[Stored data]
= = =
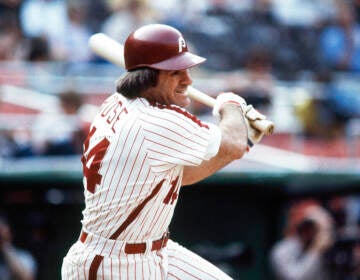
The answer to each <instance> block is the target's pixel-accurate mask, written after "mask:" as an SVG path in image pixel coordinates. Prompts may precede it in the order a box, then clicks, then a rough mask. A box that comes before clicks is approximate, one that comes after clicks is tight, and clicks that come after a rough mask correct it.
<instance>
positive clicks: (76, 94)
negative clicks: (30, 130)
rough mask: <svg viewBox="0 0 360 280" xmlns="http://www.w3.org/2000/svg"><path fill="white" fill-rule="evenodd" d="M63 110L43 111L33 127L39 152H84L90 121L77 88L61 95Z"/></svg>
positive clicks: (52, 152)
mask: <svg viewBox="0 0 360 280" xmlns="http://www.w3.org/2000/svg"><path fill="white" fill-rule="evenodd" d="M59 99H60V110H59V111H57V112H52V113H42V114H40V115H39V116H38V118H37V120H36V121H35V123H34V125H33V127H32V129H33V131H32V134H33V136H32V143H33V149H34V154H36V155H73V154H77V153H80V152H81V151H82V143H83V140H84V135H85V134H84V133H85V130H86V129H87V123H84V121H83V119H82V117H81V108H82V105H83V101H82V96H81V95H80V94H78V93H76V92H74V91H66V92H63V93H61V94H60V95H59Z"/></svg>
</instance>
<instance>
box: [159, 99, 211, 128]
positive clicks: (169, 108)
mask: <svg viewBox="0 0 360 280" xmlns="http://www.w3.org/2000/svg"><path fill="white" fill-rule="evenodd" d="M153 105H155V106H156V107H158V108H160V109H169V110H173V111H175V112H177V113H180V114H182V115H184V116H185V117H187V118H189V119H190V120H192V121H193V122H194V123H196V124H197V125H198V126H200V127H205V128H207V129H209V126H208V125H207V124H205V123H203V122H202V121H201V120H199V119H198V118H197V117H196V116H194V115H193V114H191V113H189V112H188V111H186V110H183V109H181V108H180V107H177V106H173V105H163V104H153Z"/></svg>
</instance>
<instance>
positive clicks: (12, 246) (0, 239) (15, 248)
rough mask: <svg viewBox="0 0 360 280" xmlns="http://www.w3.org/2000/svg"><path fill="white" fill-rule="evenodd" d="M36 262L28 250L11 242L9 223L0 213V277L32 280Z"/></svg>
mask: <svg viewBox="0 0 360 280" xmlns="http://www.w3.org/2000/svg"><path fill="white" fill-rule="evenodd" d="M36 270H37V263H36V261H35V258H34V257H33V256H32V255H31V254H30V252H28V251H26V250H23V249H20V248H18V247H16V246H14V245H13V243H12V232H11V229H10V225H9V223H8V221H7V219H6V217H5V216H4V215H0V279H1V280H10V279H18V280H33V279H35V277H36Z"/></svg>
= = =
• [Exercise description]
What is needed here is an exact copy of all the entries, without the pictures.

• [Finished task]
The answer to each <instance> block is the target's pixel-accurate mask, written after "mask:" as an SVG path in image pixel coordinates. Prompts may precede it in the order a box, then clicks, then a rough mask. A box that comes before clicks is approximate, one that comes after clicks is tight, and clicks that come after a rough mask correct it.
<instance>
positive clicks: (76, 94)
negative clicks: (30, 130)
rough mask: <svg viewBox="0 0 360 280" xmlns="http://www.w3.org/2000/svg"><path fill="white" fill-rule="evenodd" d="M63 110L43 111L33 127L39 152H84L90 121L77 88L61 95Z"/></svg>
positive clicks: (52, 152)
mask: <svg viewBox="0 0 360 280" xmlns="http://www.w3.org/2000/svg"><path fill="white" fill-rule="evenodd" d="M59 99H60V110H59V111H57V112H52V113H42V114H40V115H39V116H38V118H37V120H36V121H35V123H34V125H33V127H32V129H33V131H32V134H33V136H32V143H33V149H34V154H36V155H73V154H77V153H80V152H81V151H82V143H83V140H84V135H85V134H84V133H85V130H86V129H87V123H84V121H83V119H82V117H81V108H82V105H83V101H82V96H81V95H80V94H78V93H76V92H74V91H66V92H63V93H61V94H60V95H59Z"/></svg>
</instance>
<instance>
box: [159, 99, 211, 128]
positive clicks: (169, 108)
mask: <svg viewBox="0 0 360 280" xmlns="http://www.w3.org/2000/svg"><path fill="white" fill-rule="evenodd" d="M153 105H155V106H156V107H158V108H160V109H169V110H173V111H175V112H177V113H180V114H182V115H184V116H185V117H187V118H189V119H190V120H192V121H193V122H194V123H196V124H197V125H198V126H200V127H205V128H207V129H209V126H208V125H207V124H205V123H203V122H202V121H201V120H199V119H198V118H197V117H196V116H194V115H193V114H191V113H189V112H188V111H186V110H183V109H181V108H180V107H177V106H173V105H163V104H153Z"/></svg>
</instance>
<instance>
positive clicks: (12, 246) (0, 239) (15, 248)
rough mask: <svg viewBox="0 0 360 280" xmlns="http://www.w3.org/2000/svg"><path fill="white" fill-rule="evenodd" d="M36 262L28 250L11 242L9 223L0 213V277L32 280Z"/></svg>
mask: <svg viewBox="0 0 360 280" xmlns="http://www.w3.org/2000/svg"><path fill="white" fill-rule="evenodd" d="M36 270H37V263H36V261H35V258H34V257H33V256H32V255H31V254H30V252H28V251H26V250H23V249H20V248H18V247H16V246H14V245H13V243H12V232H11V229H10V225H9V223H8V221H7V219H6V217H5V216H4V215H0V279H1V280H10V279H18V280H33V279H35V277H36Z"/></svg>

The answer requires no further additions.